Working data ▸
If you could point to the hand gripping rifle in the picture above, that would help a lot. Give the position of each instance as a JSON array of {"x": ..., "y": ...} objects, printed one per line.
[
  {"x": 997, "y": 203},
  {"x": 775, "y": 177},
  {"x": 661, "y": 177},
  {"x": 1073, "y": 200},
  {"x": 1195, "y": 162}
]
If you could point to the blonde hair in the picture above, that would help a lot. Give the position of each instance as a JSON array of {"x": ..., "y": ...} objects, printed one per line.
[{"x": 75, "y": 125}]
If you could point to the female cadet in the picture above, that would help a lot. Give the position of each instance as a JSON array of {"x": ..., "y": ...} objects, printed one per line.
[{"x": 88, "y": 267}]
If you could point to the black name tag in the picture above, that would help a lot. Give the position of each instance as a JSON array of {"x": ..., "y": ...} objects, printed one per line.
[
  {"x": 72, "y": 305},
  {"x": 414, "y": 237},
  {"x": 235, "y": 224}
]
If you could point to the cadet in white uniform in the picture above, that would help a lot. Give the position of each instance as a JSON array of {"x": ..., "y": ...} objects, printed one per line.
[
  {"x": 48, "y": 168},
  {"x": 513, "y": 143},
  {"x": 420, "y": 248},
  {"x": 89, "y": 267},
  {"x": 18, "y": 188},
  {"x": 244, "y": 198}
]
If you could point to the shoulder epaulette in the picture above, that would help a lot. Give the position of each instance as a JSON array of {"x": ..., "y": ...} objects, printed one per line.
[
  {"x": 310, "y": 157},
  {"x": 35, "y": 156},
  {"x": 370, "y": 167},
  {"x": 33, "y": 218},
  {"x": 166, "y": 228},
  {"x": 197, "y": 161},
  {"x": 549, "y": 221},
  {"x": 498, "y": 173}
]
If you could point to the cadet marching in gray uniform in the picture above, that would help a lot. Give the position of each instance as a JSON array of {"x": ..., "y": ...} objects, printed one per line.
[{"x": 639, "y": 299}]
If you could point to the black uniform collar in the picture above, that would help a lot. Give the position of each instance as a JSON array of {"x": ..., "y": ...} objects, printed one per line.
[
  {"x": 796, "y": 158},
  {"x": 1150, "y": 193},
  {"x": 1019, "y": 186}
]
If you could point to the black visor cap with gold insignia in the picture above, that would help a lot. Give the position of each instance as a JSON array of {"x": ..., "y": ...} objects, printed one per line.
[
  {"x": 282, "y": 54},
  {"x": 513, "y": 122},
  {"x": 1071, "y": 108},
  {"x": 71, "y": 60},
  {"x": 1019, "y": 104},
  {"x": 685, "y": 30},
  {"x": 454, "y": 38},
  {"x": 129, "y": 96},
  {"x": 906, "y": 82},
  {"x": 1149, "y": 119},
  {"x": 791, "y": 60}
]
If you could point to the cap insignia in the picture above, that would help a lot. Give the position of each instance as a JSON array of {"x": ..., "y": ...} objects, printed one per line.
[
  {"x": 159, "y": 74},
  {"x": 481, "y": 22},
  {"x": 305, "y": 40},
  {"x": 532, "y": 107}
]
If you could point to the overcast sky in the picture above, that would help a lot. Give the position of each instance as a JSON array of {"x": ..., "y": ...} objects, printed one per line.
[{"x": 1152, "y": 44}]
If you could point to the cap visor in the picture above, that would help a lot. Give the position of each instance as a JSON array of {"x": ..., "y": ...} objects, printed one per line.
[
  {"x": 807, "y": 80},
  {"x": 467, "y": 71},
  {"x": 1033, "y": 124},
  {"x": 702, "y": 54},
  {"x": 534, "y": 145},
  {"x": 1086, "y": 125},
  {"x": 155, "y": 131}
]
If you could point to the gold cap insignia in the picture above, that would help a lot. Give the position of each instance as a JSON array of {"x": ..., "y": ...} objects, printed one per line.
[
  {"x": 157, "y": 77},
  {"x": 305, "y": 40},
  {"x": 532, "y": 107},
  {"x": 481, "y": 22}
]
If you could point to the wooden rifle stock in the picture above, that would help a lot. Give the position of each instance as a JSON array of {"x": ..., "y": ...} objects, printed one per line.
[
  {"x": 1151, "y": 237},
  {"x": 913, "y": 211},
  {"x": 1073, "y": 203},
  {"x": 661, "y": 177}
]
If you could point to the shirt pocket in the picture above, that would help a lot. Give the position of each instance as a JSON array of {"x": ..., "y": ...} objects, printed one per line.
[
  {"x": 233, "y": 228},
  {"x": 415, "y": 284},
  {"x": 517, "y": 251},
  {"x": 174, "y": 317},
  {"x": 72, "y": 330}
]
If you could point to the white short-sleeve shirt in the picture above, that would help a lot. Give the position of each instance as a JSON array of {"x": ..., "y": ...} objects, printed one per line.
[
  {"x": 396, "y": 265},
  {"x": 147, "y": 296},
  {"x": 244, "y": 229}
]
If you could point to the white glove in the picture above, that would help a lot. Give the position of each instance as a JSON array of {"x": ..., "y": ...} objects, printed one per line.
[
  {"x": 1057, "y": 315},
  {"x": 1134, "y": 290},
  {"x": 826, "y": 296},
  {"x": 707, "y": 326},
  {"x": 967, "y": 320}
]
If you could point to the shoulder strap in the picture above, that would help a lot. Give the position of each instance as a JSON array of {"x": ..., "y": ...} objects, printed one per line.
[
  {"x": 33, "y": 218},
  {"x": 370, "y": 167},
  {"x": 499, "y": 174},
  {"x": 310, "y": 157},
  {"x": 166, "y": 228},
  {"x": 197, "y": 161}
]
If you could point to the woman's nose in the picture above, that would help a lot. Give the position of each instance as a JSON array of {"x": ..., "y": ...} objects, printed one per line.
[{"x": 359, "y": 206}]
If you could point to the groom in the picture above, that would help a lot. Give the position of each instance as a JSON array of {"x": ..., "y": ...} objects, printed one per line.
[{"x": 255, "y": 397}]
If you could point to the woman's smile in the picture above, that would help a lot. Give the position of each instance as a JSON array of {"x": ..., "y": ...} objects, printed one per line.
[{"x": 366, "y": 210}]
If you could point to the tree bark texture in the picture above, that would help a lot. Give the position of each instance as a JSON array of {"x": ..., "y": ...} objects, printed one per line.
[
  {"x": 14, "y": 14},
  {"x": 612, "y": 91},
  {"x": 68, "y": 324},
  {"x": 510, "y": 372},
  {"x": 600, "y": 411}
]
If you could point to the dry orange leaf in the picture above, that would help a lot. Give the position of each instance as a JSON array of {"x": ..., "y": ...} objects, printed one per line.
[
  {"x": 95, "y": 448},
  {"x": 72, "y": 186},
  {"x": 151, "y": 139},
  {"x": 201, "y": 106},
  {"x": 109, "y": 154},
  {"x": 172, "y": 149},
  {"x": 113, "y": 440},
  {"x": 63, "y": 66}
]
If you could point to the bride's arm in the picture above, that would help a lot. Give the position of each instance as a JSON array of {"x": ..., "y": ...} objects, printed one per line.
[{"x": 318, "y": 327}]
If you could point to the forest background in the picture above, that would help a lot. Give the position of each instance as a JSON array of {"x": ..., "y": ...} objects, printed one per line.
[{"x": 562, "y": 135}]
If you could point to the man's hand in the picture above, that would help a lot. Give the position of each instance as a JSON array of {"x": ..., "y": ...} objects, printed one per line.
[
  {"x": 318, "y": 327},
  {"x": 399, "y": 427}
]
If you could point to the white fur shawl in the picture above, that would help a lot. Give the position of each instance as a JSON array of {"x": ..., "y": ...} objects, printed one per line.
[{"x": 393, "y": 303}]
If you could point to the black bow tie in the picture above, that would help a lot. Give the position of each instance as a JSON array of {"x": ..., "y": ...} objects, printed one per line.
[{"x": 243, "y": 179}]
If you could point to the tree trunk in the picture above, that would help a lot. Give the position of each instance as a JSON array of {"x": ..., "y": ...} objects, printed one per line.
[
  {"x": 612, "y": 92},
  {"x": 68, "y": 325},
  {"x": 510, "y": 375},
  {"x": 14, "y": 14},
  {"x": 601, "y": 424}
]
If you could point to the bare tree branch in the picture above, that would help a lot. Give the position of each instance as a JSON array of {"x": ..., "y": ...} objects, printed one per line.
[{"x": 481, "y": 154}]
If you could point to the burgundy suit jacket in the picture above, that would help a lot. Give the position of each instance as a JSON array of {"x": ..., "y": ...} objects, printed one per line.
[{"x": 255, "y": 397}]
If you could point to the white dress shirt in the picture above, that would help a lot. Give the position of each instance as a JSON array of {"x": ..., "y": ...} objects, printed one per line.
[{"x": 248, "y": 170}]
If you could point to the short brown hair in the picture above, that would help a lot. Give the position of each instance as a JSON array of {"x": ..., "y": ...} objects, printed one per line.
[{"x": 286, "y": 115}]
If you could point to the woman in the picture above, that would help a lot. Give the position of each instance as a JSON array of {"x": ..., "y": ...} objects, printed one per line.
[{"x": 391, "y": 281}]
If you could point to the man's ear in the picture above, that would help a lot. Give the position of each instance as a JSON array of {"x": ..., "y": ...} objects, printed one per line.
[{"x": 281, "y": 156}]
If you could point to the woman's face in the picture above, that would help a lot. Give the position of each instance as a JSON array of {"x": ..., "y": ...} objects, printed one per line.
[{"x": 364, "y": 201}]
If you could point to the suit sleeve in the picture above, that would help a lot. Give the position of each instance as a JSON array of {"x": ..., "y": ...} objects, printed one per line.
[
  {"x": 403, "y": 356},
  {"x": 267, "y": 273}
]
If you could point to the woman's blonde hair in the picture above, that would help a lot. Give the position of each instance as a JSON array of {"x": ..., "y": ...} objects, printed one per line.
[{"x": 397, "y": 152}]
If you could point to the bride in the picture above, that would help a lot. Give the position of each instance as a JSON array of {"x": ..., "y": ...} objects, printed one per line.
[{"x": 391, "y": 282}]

What the exercise asks ▸ Quote, without any change, each line from the one that contains "If you could point to the suit" through the end of the material.

Final answer ▸
If you could point to the suit sleeve in the picture above, that would help a lot. Give the position of each instance as a JSON array of {"x": ..., "y": ...} objects, printed one per line.
[
  {"x": 403, "y": 356},
  {"x": 267, "y": 273}
]
If you could point to the woman's blonde hair in the picture above, that would help a lot. Give the position of each instance as a JSON array of {"x": ..., "y": ...} objects, printed one per line.
[{"x": 397, "y": 152}]
If you could point to the bride in the picture above, that would help a lot. Give the position of each instance as a JSON array of {"x": ..., "y": ...} objects, printed one per line.
[{"x": 391, "y": 282}]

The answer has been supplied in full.